• [WHAT IS ASKED] Reproduce the listing below verbatim, line for line, from the first line to the last.

• [ITEMS]
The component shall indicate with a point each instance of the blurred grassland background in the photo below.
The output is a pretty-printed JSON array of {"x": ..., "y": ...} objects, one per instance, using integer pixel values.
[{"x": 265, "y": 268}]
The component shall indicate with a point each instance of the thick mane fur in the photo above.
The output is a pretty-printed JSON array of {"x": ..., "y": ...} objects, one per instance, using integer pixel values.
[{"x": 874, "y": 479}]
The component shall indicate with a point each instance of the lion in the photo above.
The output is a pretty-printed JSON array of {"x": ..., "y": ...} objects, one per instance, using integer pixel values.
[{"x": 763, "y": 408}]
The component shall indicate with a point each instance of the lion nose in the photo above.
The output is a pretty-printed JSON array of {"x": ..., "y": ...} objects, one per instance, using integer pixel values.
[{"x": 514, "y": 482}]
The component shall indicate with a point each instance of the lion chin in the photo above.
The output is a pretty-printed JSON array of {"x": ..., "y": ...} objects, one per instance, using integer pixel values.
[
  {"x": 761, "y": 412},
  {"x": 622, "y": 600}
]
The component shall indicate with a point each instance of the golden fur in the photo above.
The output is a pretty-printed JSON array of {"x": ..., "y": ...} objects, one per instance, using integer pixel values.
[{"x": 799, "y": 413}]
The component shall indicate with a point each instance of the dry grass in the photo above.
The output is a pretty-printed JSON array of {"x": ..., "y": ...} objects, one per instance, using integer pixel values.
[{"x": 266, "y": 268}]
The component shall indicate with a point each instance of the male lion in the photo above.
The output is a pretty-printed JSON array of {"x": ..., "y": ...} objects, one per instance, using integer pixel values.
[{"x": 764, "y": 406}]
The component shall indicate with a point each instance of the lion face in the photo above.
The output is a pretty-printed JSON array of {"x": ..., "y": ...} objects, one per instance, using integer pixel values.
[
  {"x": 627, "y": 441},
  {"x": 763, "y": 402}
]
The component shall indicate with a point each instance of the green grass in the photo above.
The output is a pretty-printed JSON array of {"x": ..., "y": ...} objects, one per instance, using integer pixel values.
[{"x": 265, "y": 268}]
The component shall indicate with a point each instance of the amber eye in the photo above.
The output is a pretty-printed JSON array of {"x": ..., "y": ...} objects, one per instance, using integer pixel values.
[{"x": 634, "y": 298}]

• [FULL SOLUTION]
The component shall indicate with a point each instance of the blurred grassland background in the photo below.
The output is a pretty-printed JSON array of {"x": ..., "y": ...} objects, one per instance, using integer pixel values.
[{"x": 265, "y": 268}]
The component shall indicate with a point each instance of the thick mane fur in the photo above.
The output is a pretty-printed JSON array of {"x": ..., "y": ...} objects, one per instance, using integer pixel values.
[{"x": 874, "y": 479}]
The component shall indicate with a point each instance of the lion in the photo above.
The output is a pretty-printed JSON array of {"x": ..., "y": ...} objects, one per instance, using integer pixel values.
[{"x": 763, "y": 408}]
The component shall indicate with a point each instance of the lion nose in the photo above.
The output is a pretty-printed JSON array of {"x": ..., "y": ...} objects, one per instance, using integer pixel values.
[{"x": 514, "y": 482}]
The component shall indicate with a point each instance of the lion chin in the photo above.
The output is a pretty-printed JSON array of {"x": ..., "y": ...} objects, one per instance, using integer pixel values.
[
  {"x": 761, "y": 412},
  {"x": 622, "y": 600}
]
The component shall indicate with a point each instance of the golden fur in the photo above.
The output is a pretty-printed JSON array of {"x": ..., "y": ...} objects, one per instance, using integer pixel values.
[{"x": 799, "y": 413}]
The component shall indicate with a point each instance of the dry grass in the photo above.
The output is a pretty-printed JSON array of {"x": ..., "y": ...} objects, one per instance, using integer pixel values.
[{"x": 266, "y": 268}]
The component shall indicate with a point each instance of the male lion in the photo above.
The output is a pretty-printed JSON array of {"x": ..., "y": ...} objects, one per instance, using integer pixel values.
[{"x": 764, "y": 406}]
The component shall indicate with a point each instance of the lion face in the photo above.
The output is a pretty-printed JSON array of {"x": ..., "y": ...} objects, one per instance, using integer pixel values.
[
  {"x": 627, "y": 441},
  {"x": 763, "y": 402}
]
The component shall indicate with a point each instance of the green grass in the photo above.
The output is a pretty-printed JSON array of {"x": ..., "y": ...} objects, one per instance, using integer pixel values.
[{"x": 265, "y": 268}]
The component shall indicate with a point each instance of the amber eye in the photo above.
The output is a pretty-printed JSON array of {"x": ..., "y": ...} objects, one per instance, using integer pixel values.
[{"x": 634, "y": 298}]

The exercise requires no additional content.